— start —
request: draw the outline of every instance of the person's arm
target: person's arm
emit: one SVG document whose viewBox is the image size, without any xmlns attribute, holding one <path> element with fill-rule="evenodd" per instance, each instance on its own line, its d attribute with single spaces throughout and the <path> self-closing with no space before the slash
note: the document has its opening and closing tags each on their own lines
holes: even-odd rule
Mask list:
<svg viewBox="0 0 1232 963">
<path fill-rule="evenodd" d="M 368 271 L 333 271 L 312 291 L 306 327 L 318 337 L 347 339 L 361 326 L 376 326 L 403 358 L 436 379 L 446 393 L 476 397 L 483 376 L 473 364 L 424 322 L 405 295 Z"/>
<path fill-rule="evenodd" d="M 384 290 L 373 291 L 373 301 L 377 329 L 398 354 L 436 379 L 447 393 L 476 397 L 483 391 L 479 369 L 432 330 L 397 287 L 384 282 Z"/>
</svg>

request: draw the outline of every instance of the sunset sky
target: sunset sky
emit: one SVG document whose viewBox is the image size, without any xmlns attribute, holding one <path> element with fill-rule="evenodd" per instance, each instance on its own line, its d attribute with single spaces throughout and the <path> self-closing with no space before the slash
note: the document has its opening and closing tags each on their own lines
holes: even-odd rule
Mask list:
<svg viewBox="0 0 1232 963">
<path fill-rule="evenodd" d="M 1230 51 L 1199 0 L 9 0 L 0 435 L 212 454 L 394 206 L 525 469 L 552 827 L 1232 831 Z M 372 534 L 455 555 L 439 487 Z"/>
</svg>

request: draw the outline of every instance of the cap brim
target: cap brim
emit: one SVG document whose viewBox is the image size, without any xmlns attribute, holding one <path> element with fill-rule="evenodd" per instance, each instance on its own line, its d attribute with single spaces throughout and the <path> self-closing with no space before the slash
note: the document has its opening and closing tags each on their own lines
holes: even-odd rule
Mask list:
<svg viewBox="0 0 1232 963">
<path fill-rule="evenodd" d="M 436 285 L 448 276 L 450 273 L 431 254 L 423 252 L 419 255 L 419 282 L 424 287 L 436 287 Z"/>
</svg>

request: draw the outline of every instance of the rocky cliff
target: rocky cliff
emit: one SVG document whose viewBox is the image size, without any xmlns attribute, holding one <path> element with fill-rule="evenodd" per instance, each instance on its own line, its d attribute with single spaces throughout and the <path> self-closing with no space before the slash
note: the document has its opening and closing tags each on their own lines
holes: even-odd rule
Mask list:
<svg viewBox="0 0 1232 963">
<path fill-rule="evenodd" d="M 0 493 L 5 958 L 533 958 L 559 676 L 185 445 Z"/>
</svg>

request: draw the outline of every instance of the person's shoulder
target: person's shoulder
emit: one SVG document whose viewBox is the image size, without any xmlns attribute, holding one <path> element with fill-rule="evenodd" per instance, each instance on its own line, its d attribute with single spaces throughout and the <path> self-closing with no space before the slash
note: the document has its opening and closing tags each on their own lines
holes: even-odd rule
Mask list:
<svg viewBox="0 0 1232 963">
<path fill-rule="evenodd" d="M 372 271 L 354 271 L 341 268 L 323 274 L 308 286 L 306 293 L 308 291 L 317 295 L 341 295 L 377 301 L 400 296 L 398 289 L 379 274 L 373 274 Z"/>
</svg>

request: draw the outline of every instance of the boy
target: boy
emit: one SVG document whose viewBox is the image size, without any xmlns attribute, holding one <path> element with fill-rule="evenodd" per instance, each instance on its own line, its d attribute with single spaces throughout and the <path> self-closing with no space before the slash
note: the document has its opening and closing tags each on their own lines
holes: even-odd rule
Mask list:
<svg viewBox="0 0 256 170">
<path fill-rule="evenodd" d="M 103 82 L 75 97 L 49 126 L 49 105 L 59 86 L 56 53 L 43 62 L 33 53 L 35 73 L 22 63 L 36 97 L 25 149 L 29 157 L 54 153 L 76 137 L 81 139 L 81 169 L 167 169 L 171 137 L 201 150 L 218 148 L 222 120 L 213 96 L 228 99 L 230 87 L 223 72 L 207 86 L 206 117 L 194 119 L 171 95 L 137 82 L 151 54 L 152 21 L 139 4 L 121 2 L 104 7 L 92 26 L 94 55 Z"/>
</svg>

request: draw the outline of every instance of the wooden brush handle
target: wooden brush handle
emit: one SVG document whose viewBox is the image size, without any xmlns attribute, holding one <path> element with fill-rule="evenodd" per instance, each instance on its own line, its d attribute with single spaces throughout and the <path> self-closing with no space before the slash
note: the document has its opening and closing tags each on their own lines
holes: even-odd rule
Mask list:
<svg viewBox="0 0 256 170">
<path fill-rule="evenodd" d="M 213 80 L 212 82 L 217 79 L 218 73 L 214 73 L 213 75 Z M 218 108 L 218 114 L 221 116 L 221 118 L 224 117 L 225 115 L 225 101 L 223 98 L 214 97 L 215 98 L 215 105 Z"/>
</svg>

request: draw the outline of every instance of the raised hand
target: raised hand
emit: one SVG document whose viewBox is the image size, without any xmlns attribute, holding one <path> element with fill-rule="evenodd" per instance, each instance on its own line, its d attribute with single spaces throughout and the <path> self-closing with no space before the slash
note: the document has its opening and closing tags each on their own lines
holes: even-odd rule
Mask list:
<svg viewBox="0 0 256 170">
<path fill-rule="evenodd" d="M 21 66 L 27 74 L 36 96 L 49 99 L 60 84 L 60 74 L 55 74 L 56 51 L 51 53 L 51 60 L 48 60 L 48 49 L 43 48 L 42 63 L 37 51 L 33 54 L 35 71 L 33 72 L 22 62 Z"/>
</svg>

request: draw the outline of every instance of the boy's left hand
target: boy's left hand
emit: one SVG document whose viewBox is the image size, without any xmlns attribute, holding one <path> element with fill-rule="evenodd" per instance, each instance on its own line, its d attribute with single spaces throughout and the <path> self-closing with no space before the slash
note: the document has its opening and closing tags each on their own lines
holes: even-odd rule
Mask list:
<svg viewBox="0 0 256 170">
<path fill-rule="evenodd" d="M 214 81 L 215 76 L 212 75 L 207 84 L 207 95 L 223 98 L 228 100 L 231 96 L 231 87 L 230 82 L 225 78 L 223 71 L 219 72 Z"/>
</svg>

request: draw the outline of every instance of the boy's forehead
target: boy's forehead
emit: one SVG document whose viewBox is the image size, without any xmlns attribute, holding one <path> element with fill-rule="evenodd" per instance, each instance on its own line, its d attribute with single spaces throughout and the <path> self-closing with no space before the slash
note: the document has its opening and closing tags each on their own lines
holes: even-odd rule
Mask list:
— end —
▸ **TASK BRIEF**:
Reproduce every item above line for line, changing nothing.

▸ **TASK SOLUTION**:
request: draw the outline of every instance of the person's arm
target: person's arm
emit: one SVG document whose viewBox is the image size, without any xmlns attribute, holding one <path> element with fill-rule="evenodd" per instance, each instance on its own line, its d attribute with single spaces throughout and the <path> self-closing with no space before the slash
note: the document has its opening and closing tags each on their own lines
holes: even-odd rule
Mask list:
<svg viewBox="0 0 1232 963">
<path fill-rule="evenodd" d="M 368 271 L 333 271 L 312 291 L 306 327 L 318 337 L 347 339 L 361 326 L 376 326 L 403 358 L 436 379 L 446 393 L 476 397 L 483 376 L 473 364 L 424 322 L 405 295 Z"/>
<path fill-rule="evenodd" d="M 384 290 L 373 291 L 373 301 L 377 329 L 398 354 L 436 379 L 447 393 L 476 397 L 483 391 L 479 369 L 432 330 L 397 287 L 384 282 Z"/>
</svg>

request: draw the outline of every instance of the sunset sky
target: sunset sky
emit: one SVG document whose viewBox is the image size, without any xmlns attribute, holding one <path> element with fill-rule="evenodd" per instance, each instance on its own line, its d attribute with single spaces throughout and the <path> self-closing with no space before the slash
note: the document has its opening and closing tags each on their own lines
holes: even-odd rule
Mask list:
<svg viewBox="0 0 1232 963">
<path fill-rule="evenodd" d="M 1230 51 L 1199 0 L 9 0 L 0 435 L 212 454 L 394 206 L 525 469 L 552 827 L 1232 831 Z M 372 534 L 455 555 L 439 487 Z"/>
</svg>

request: draw the outline of every instance of the cap brim
target: cap brim
emit: one SVG document whose viewBox is the image size, without any xmlns attribute, holding one <path> element with fill-rule="evenodd" per instance, each instance on its own line, its d attribute with single spaces throughout and the <path> self-closing with no space before the slash
note: the document has its opening and closing tags each on their own lines
holes: even-odd rule
Mask list:
<svg viewBox="0 0 1232 963">
<path fill-rule="evenodd" d="M 436 285 L 448 276 L 450 273 L 431 254 L 423 252 L 419 255 L 419 282 L 424 287 L 436 287 Z"/>
</svg>

request: draw the outline of every instance of the rocky cliff
target: rocky cliff
emit: one SVG document whose viewBox is the image size, without any xmlns attribute, holding one <path> element with fill-rule="evenodd" per instance, each instance on its own line, its d attribute with single spaces throughout and the <path> self-closing with no space before the slash
note: the document has its opening and closing tags each on their own lines
holes: even-odd rule
Mask list:
<svg viewBox="0 0 1232 963">
<path fill-rule="evenodd" d="M 0 493 L 5 958 L 533 958 L 559 676 L 185 445 Z"/>
</svg>

request: draw the outline of every instance of the person's shoulder
target: person's shoulder
emit: one SVG document whose viewBox is the image size, without any xmlns attribute, holding one <path> element with fill-rule="evenodd" per instance, each instance on its own line, its d attribute with single spaces throughout and the <path> self-closing with no space before the slash
note: the document has its opening and closing tags each on their own lines
holes: even-odd rule
Mask list:
<svg viewBox="0 0 1232 963">
<path fill-rule="evenodd" d="M 372 271 L 354 271 L 341 268 L 323 274 L 308 286 L 306 293 L 308 291 L 317 295 L 341 295 L 377 301 L 400 296 L 398 289 L 379 274 L 373 274 Z"/>
</svg>

request: draw the outline of every instance of the boy
target: boy
emit: one SVG document whose viewBox is the image size, without any xmlns attribute, holding one <path> element with fill-rule="evenodd" per instance, each instance on its own line, its d attribute with single spaces throughout and the <path> self-closing with no space before the slash
note: the document has its opening and closing tags each on their own lines
holes: even-odd rule
Mask list:
<svg viewBox="0 0 256 170">
<path fill-rule="evenodd" d="M 103 82 L 75 97 L 49 126 L 49 105 L 59 86 L 56 53 L 43 62 L 33 53 L 35 73 L 22 63 L 36 97 L 25 149 L 29 157 L 54 153 L 76 137 L 81 139 L 81 169 L 167 169 L 171 137 L 201 150 L 218 148 L 222 120 L 213 96 L 228 99 L 230 87 L 223 72 L 207 86 L 206 117 L 194 119 L 171 95 L 137 82 L 151 54 L 152 21 L 139 4 L 121 2 L 104 7 L 92 26 L 94 55 Z"/>
</svg>

request: draw the outline of every instance of the wooden brush handle
target: wooden brush handle
emit: one SVG document whose viewBox is the image size, without any xmlns attribute, holding one <path> element with fill-rule="evenodd" per instance, each instance on its own line, its d attribute with single spaces throughout and the <path> self-closing with no space before the slash
note: the document has its opening and closing tags each on their own lines
holes: even-odd rule
Mask list:
<svg viewBox="0 0 256 170">
<path fill-rule="evenodd" d="M 213 80 L 212 82 L 217 79 L 218 73 L 214 73 L 213 75 Z M 218 108 L 218 114 L 221 116 L 221 118 L 224 117 L 225 115 L 225 101 L 223 98 L 214 97 L 215 98 L 215 105 Z"/>
</svg>

request: draw the outline of every instance of the raised hand
target: raised hand
emit: one SVG document whose viewBox is the image size, without any xmlns attribute, holding one <path> element with fill-rule="evenodd" per instance, each instance on its own line, its d attribute with single spaces throughout and the <path> self-closing with no space before the slash
note: the document has its opening and closing tags each on their own lines
holes: even-odd rule
Mask list:
<svg viewBox="0 0 256 170">
<path fill-rule="evenodd" d="M 21 66 L 27 74 L 36 96 L 49 99 L 60 84 L 60 74 L 55 74 L 56 51 L 51 53 L 51 60 L 48 60 L 48 49 L 43 48 L 42 63 L 37 51 L 33 54 L 35 71 L 33 72 L 22 62 Z"/>
</svg>

request: draw the outline of every instance of the boy's left hand
target: boy's left hand
emit: one SVG document whose viewBox is the image size, without any xmlns attribute, holding one <path> element with fill-rule="evenodd" per instance, each instance on its own line, its d attribute with single spaces throughout and the <path> self-closing with no space before the slash
note: the document has its opening and closing tags each on their own lines
holes: even-odd rule
Mask list:
<svg viewBox="0 0 256 170">
<path fill-rule="evenodd" d="M 214 81 L 215 76 L 212 75 L 207 84 L 207 95 L 223 98 L 228 100 L 231 96 L 231 87 L 230 82 L 225 78 L 223 71 L 219 72 Z"/>
</svg>

request: draw the outline of every instance of the boy's forehead
target: boy's forehead
emit: one SVG document whose viewBox is the image size, without any xmlns attribute, holding one <path> element with fill-rule="evenodd" per instance, each instance on its own line, its d attribute with single spaces throughout and the <path> self-closing with no space before the slash
note: the document has its opening and closing tags each on their own lines
holes: even-odd rule
Mask list:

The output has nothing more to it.